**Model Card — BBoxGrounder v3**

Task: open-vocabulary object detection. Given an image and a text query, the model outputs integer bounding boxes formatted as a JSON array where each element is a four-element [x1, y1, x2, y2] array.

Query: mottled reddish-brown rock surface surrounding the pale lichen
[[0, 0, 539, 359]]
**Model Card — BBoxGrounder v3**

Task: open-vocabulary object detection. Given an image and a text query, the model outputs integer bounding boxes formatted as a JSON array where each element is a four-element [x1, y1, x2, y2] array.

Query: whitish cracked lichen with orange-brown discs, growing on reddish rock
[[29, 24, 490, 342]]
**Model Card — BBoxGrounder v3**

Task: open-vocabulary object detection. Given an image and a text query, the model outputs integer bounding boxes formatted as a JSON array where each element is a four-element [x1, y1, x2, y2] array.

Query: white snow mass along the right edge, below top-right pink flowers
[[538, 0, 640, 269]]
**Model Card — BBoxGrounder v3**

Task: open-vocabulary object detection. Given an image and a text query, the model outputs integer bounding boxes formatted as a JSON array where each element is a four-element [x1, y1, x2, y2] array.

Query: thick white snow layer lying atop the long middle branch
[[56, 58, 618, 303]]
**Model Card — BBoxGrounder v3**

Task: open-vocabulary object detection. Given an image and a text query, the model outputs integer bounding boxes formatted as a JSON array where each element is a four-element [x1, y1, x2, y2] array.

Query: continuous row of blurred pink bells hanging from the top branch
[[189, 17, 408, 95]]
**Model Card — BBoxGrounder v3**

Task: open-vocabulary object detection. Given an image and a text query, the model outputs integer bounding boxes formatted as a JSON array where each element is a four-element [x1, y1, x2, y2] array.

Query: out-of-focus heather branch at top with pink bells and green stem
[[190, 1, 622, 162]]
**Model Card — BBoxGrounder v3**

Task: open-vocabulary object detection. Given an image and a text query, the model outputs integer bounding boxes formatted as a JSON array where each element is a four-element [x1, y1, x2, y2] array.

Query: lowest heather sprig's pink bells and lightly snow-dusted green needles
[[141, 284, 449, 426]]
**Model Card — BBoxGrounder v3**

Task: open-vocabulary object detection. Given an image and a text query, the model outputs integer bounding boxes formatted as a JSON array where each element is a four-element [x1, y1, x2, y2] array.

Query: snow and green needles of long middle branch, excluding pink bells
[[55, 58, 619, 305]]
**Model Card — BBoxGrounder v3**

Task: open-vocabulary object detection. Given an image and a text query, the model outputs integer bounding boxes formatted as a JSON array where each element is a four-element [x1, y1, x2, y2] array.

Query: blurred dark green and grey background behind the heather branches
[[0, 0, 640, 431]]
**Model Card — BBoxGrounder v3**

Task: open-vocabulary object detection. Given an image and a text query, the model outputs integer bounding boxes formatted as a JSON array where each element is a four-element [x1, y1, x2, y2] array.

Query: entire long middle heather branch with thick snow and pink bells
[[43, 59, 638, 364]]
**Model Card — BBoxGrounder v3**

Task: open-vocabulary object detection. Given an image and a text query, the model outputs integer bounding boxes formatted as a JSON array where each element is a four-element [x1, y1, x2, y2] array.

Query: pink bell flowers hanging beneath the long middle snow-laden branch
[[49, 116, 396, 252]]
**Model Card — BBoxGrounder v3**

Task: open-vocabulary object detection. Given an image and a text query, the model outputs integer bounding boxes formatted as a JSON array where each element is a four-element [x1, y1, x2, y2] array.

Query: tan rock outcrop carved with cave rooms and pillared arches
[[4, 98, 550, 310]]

§

* Exercise prompt *
Repeat the listing above exactly, keeping every word as it stands.

* Your response *
**Model Card — BBoxGrounder v3**

Task: open-vocabulary object detection. Given an image and a text query, the model outputs integer bounding boxes formatted as a JSON array where each element is a four-element [x1, y1, x2, y2] array.

Query: mottled reddish-brown rock surface surrounding the pale lichen
[[0, 0, 539, 359]]
**Model Card — BBoxGrounder v3**

Task: open-vocabulary object detection. Given an image and a text query, the model outputs integer bounding boxes formatted as a JSON array where each element is a four-element [x1, y1, x2, y2] array.

Query: whitish cracked lichen with orange-brown discs, growing on reddish rock
[[29, 24, 490, 342]]
**Model Card — BBoxGrounder v3**

Task: open-vocabulary object detection. Given an image and a text query, the model outputs integer bounding boxes formatted as a JSON array where each element is a four-element [x1, y1, x2, y2] array.

Query: white snow mass along the right edge, below top-right pink flowers
[[538, 0, 640, 269]]
**Model Card — BBoxGrounder v3**

Task: open-vocabulary object detection. Given an image and a text query, the model outputs integer bounding boxes formatted as a JSON array where each element is a four-element [x1, y1, x2, y2] array.

Query: thick white snow layer lying atop the long middle branch
[[56, 58, 618, 303]]
**Model Card — BBoxGrounder v3**

Task: open-vocabulary object detection. Given an image and a text query, the model outputs integer bounding boxes formatted as a JSON array where each element is a four-element [x1, y1, x2, y2] array.

Query: continuous row of blurred pink bells hanging from the top branch
[[189, 17, 408, 95]]
**Model Card — BBoxGrounder v3**

Task: open-vocabulary object detection. Given an image and a text query, the model outputs integer bounding boxes formatted as a JSON array where each element is a four-element [x1, y1, x2, y2] array.

Query: out-of-focus heather branch at top with pink bells and green stem
[[190, 1, 622, 162]]
**Model Card — BBoxGrounder v3**

Task: open-vocabulary object detection. Given an image and a text query, the model outputs integer bounding boxes formatted as a JSON array where each element is a four-element [x1, y1, x2, y2] array.

Query: lowest heather sprig's pink bells and lightly snow-dusted green needles
[[141, 284, 449, 426]]
**Model Card — BBoxGrounder v3**

Task: open-vocabulary object detection. Given an image and a text query, the model outputs integer bounding boxes formatted as a JSON array where each element is a four-element [x1, y1, x2, y2] array.

Query: snow and green needles of long middle branch, excluding pink bells
[[55, 58, 619, 305]]
**Model Card — BBoxGrounder v3**

Task: open-vocabulary object detection. Given an image and a text query, the model outputs integer bounding boxes formatted as a JSON array where each element is a four-element [x1, y1, x2, y2] array.

Query: blurred dark green and grey background behind the heather branches
[[0, 0, 640, 431]]
**Model Card — BBoxGrounder v3**

Task: open-vocabulary object detection. Given an image and a text query, the model outputs integer bounding boxes formatted as a JSON array where each element is a four-element [x1, y1, x2, y2] array.

Query: entire long middle heather branch with thick snow and pink bells
[[43, 59, 638, 364]]
**Model Card — BBoxGrounder v3**

Task: open-vocabulary object detection. Given an image and a text query, the model outputs integer bounding boxes formatted as a JSON array where each element is a four-element [x1, y1, x2, y2] array.

Query: pink bell flowers hanging beneath the long middle snow-laden branch
[[49, 116, 396, 252]]
**Model Card — BBoxGrounder v3**

Task: open-vocabulary object detection. Given an image and a text query, the model outputs integer bounding boxes formatted as a JSON array where each element is a four-element [x1, y1, x2, y2] array.

Query: tan rock outcrop carved with cave rooms and pillared arches
[[4, 98, 550, 310]]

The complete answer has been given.